▸ Texto para leitura:
----------------
Muitos podem acreditar – e apregoar – que o que estamos vivendo é um castigo divino de um Deus sanguinário e cruel, mas, na verdade, não se trata de um castigo, e sim de uma consequência. É a resposta da vida aos nossos atos, abusos, desatinos, enquanto pessoas, sistemas e nações. Deu. Chegou. Recebemos um basta. Como fazemos com nossos filhos pequenos, diante de um mau comportamento, Deus está nos colocando no quarto para pensar.
A situação é gravíssima e quem ainda não se conscientizou disso, é bom se conscientizar e se recolher em sua casa, junto com os seus. Essa onda passará, provocará algumas mortes, no Brasil talvez numa quantidade bem maior que em outros países, dadas as proporções territoriais de nossa pátria, a escassez de recursos em nosso sistema de saúde, por tanto tempo desviados para onde não devia e a gritante diferença social que nos caracteriza. Mas, não serão as mortes provocadas pela Covid-19 o maior mal. As piores consequências virão depois, com uma crise econômica mundial sem precedentes; sistemas e países quebrados, arrebentados, provavelmente o fim dos modelos econômicos que conhecemos.
----------------
▸ Informações extraídas:
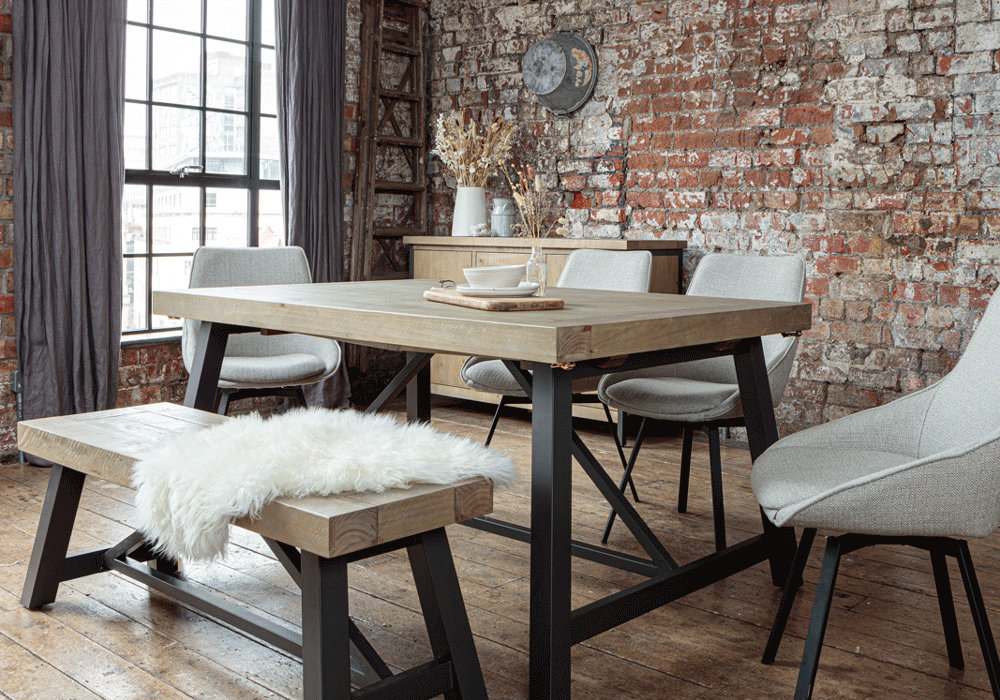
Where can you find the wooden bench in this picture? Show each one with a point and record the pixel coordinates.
(314, 538)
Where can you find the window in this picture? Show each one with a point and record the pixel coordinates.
(201, 142)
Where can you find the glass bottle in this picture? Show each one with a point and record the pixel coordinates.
(537, 268)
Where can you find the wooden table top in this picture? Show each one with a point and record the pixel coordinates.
(547, 243)
(592, 325)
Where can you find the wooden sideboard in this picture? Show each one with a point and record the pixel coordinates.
(443, 257)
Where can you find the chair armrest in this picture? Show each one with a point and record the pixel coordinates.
(955, 493)
(892, 427)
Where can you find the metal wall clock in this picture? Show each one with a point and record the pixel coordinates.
(561, 71)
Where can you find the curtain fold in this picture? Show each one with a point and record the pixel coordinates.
(68, 178)
(311, 79)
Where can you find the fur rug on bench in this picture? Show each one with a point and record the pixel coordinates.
(191, 487)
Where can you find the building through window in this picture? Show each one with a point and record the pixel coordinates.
(201, 141)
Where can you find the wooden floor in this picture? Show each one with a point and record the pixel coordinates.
(107, 636)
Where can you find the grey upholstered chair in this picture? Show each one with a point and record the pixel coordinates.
(922, 471)
(255, 364)
(704, 395)
(610, 270)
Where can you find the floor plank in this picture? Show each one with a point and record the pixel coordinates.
(107, 636)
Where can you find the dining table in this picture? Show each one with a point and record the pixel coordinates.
(594, 334)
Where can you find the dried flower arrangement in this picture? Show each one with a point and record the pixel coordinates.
(470, 154)
(526, 187)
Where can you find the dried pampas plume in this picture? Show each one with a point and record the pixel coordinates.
(469, 153)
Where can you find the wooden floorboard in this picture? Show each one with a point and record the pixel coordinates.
(107, 636)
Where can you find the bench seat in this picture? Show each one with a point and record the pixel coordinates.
(107, 444)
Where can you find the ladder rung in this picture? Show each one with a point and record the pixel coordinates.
(402, 49)
(400, 141)
(396, 231)
(387, 186)
(397, 95)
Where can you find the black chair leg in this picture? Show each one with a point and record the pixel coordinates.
(300, 396)
(444, 613)
(817, 623)
(788, 595)
(682, 486)
(939, 563)
(718, 506)
(223, 407)
(979, 616)
(496, 419)
(626, 478)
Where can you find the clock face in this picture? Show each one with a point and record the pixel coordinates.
(544, 67)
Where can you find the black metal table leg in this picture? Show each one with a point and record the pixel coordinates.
(52, 539)
(444, 613)
(551, 530)
(762, 432)
(326, 648)
(210, 348)
(418, 393)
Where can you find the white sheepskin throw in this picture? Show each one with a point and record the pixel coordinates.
(191, 487)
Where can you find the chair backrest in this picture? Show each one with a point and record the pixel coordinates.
(769, 278)
(611, 270)
(965, 407)
(242, 267)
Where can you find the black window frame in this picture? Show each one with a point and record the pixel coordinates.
(252, 181)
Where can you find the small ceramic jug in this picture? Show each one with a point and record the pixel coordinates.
(504, 217)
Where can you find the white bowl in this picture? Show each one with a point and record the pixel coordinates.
(496, 277)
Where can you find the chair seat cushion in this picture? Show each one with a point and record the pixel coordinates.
(272, 370)
(672, 398)
(784, 479)
(492, 376)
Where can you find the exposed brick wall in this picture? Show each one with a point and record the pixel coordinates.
(861, 135)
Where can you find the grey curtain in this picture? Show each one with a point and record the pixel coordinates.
(311, 79)
(68, 178)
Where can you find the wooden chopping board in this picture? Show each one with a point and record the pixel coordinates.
(450, 296)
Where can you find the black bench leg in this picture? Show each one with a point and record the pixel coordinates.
(52, 539)
(444, 613)
(326, 646)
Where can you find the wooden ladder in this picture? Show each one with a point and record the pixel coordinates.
(391, 187)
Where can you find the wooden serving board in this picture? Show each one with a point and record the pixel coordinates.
(450, 296)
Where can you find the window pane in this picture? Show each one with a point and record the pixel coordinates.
(135, 62)
(176, 68)
(178, 14)
(271, 227)
(176, 138)
(269, 169)
(170, 273)
(225, 143)
(135, 136)
(137, 11)
(267, 22)
(226, 75)
(268, 83)
(134, 294)
(176, 219)
(226, 216)
(134, 219)
(227, 18)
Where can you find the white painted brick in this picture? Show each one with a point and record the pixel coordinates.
(977, 36)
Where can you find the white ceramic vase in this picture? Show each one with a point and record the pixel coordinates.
(470, 210)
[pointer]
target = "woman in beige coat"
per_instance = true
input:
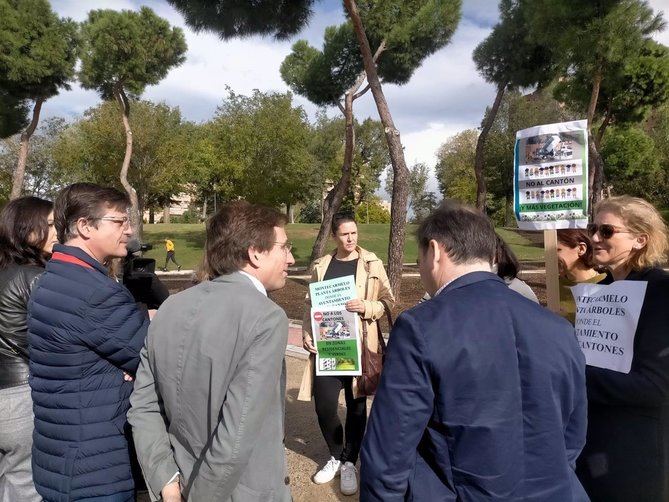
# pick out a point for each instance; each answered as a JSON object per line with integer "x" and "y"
{"x": 374, "y": 297}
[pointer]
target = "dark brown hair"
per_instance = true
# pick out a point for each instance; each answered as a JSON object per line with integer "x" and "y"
{"x": 466, "y": 234}
{"x": 572, "y": 237}
{"x": 23, "y": 231}
{"x": 506, "y": 261}
{"x": 341, "y": 218}
{"x": 84, "y": 200}
{"x": 234, "y": 229}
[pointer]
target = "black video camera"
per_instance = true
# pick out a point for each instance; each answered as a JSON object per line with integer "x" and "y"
{"x": 139, "y": 276}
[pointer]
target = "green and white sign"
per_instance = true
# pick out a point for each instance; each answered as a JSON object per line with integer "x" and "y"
{"x": 551, "y": 176}
{"x": 335, "y": 333}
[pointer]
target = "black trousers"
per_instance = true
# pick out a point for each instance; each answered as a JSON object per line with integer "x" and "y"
{"x": 343, "y": 442}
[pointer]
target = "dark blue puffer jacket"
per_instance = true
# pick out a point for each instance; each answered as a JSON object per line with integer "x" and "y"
{"x": 84, "y": 331}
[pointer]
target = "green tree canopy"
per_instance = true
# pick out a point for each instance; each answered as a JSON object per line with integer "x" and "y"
{"x": 38, "y": 49}
{"x": 93, "y": 148}
{"x": 633, "y": 165}
{"x": 510, "y": 59}
{"x": 38, "y": 52}
{"x": 128, "y": 50}
{"x": 44, "y": 176}
{"x": 13, "y": 114}
{"x": 241, "y": 18}
{"x": 454, "y": 168}
{"x": 121, "y": 53}
{"x": 631, "y": 89}
{"x": 592, "y": 41}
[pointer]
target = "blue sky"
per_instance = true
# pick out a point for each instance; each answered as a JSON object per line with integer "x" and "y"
{"x": 445, "y": 95}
----------------
▸ Conjunto de tarefas:
1. Segundo o texto sobre a pandemia, o que virá depois das mortes provocadas pela Covid-19?
2. Reproduza o trecho do texto sobre a pandemia de "Muitos podem acreditar" a "quarto para pensar.", sem nenhuma alteração.
3. Diga se cada afirmação concorda com o texto sobre a pandemia: (a) O que estamos vivendo é apresentado como um castigo divino. (b) A escassez de recursos no sistema de saúde é citada entre os motivos de o Brasil talvez ter mais mortes. (c) As mortes provocadas pela Covid-19 serão o maior mal.

▸ Soluções das tarefas:
1. As piores consequências, com uma crise econômica mundial sem precedentes.

2.
Muitos podem acreditar – e apregoar – que o que estamos vivendo é um castigo divino de um Deus sanguinário e cruel, mas, na verdade, não se trata de um castigo, e sim de uma consequência. É a resposta da vida aos nossos atos, abusos, desatinos, enquanto pessoas, sistemas e nações. Deu. Chegou. Recebemos um basta. Como fazemos com nossos filhos pequenos, diante de um mau comportamento, Deus está nos colocando no quarto para pensar.

3.
(a) Não: "não se trata de um castigo, e sim de uma consequência".
(b) Sim: "a escassez de recursos em nosso sistema de saúde".
(c) Não: "não serão as mortes provocadas pela Covid-19 o maior mal".